**TASKS AND EXERCISES**
(1) In the account of the writer's surgery, where did the writer spend the night before the operation?
(2) Write what comes next in the account of the writer's surgery, starting right after its final sentence.

TEXT SHOWN START

Almost a month later, I checked into the small hospital in D.C. where my operation would be performed. So many last minute glitches had occurred. An aide taking my blood for use in case I hemorrhaged had left my arm badly bruised for about six inches above and below the elbow. I didn’t understand how she could hold her job and be as hostile as she was. I said nothing to the surgeon about it. Two days before the operation, someone called and said my operation had been reschedule from l0:40 to nine a.m. I hit the ceiling, pointing out that since they want patients to be there two hours early, this would not afford me nearly the sleep I needed. I was furious and I showed it, quite unlike the fact that I usually argued with no one. I have a sharp temper and it hurts me when I lose it. The snide woman talking with me became more conciliatory, checked around and again rescheduled for just one-half hour earlier. I accepted.
Glitches notwithdtanding, friends were unfailingly kind. By this time I was on a walk-aid and could barely make it to the friend’s apartment where I would spend the night before the operation. We got lost on the way going in. D.C. streets can be incredibly difficult to navigate, but we got there on time. I had been promised a few minutes with the surgeon before the operation. This didn’t happen. Fortunately I had told him what I felt he needed to know. First, that I had a small degree of personality changes. Under severe stress, I could regress to a much earlier age or progress to a much later one. I also had hemorrhaged badly years before in another hostpital from a psychiatric abortion. I said I would probably storm and curse under sedation. I might hate them for “taking my baby,” or reliving that abortion and blaming them. I might even rouse and try to attack them.
He assured me that he and the team could handle it. Still I was full of anxiety and fear of what might happen. If you can believe this, I did not pray once during the time near the operation. But I had prayed again and again before. I have said I had “pretty good” faith, which I considered on a level with most of my friends. I remembered feeling I had prayed my way out of posssible thyroid cancer and I was proud of that. What had happened this time? I didn’t feel that God had abandoned me now, not really. It was just that I had somehow slipped away from Him. Didn’t my faith now have to be in this surgeon and in myself? In the team that would assist the surgeon and others around me. I do not remember thinking of God or Jesus at all.

TEXT SHOWN END
EXERCISE DATA START

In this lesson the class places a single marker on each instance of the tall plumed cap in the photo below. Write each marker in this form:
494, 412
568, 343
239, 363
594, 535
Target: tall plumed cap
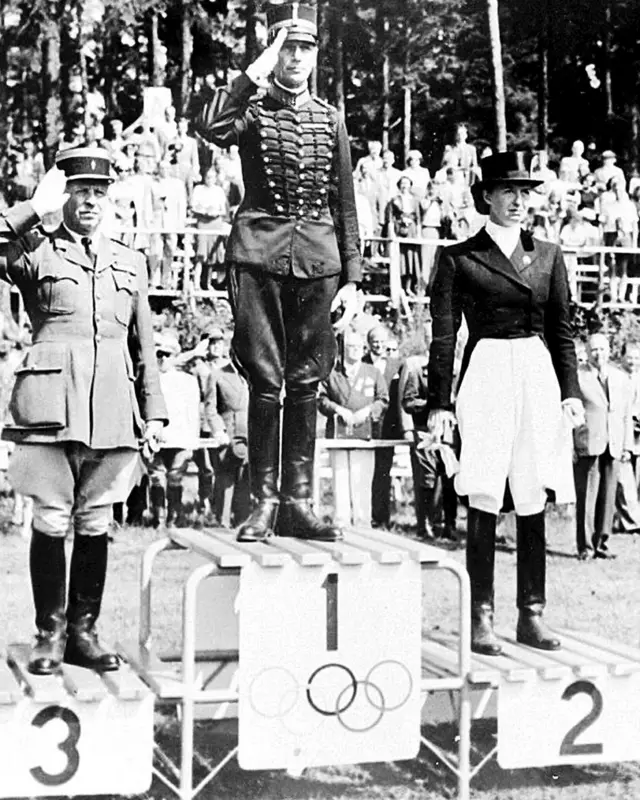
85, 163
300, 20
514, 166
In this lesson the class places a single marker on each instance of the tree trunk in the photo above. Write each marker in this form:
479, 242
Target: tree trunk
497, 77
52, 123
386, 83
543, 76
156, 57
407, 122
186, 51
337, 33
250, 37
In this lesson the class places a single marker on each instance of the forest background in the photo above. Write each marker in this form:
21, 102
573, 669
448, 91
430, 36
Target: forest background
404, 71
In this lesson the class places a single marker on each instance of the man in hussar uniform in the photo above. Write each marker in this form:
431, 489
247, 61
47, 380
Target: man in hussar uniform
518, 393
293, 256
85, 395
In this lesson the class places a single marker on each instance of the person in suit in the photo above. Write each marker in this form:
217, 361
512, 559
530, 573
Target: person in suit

EXERCISE DATA END

**RESPONSES**
(1) At a friend's apartment.

(2)
When the operating team came in, I assessed them closely. A couple seemed a mite hostile, but not acutely so. I was truly concerned about cursing them all out with my own hostile harangue. How woould they react? Might they take it out on my hide? My God, I was losing my uterus and I loved my uterus. Loved my reproductive system. I don’t think I ever stopped believing in my juvenile heart that I would one day have a beloved baby. But when? It kind of glimmered in my mind that I was 83. Well, one facet of the Bible I loved was Sarah and other old women who had beloved babies. It was a bad time to do so, but I thought of an uncle’s letter to my father when his wife had a hysterectomy. Well, he worte, Laura is only half a woman now. Was I about to be only half a woman? I have an outrageous imagination and it tends to often focus more on the negative than the positive.
Would I rather be dead than be half a woman? I didn’t know. I do remember that I had no firm plans for coming out alive from this operation. The surgeon was Asian the team Caucasian. Was some bigotry going to rise in their minds to cause them to slip? Would their bigotry kill me then? This was what I focused on as they prepared me for sugery beforee I was anesthesized and wheeled away. I remember that I did not think of God. Nor Jesus. nor the Holy Spirit. It really didn’t seem to matter if I lived or died. Forgotten was the beautiful gospel song I’d just composed that pleased me so. I had no plans to do anything with it. In fact, in truth I had no further plans for living. It seemed to me to be a great emotional place to be. I didn’t hurt. Or feel guilty. There was no one I wanted to kill. Maybe myself, but I wasn’t sure of that. And just maybe they would kill me and save me the trouble.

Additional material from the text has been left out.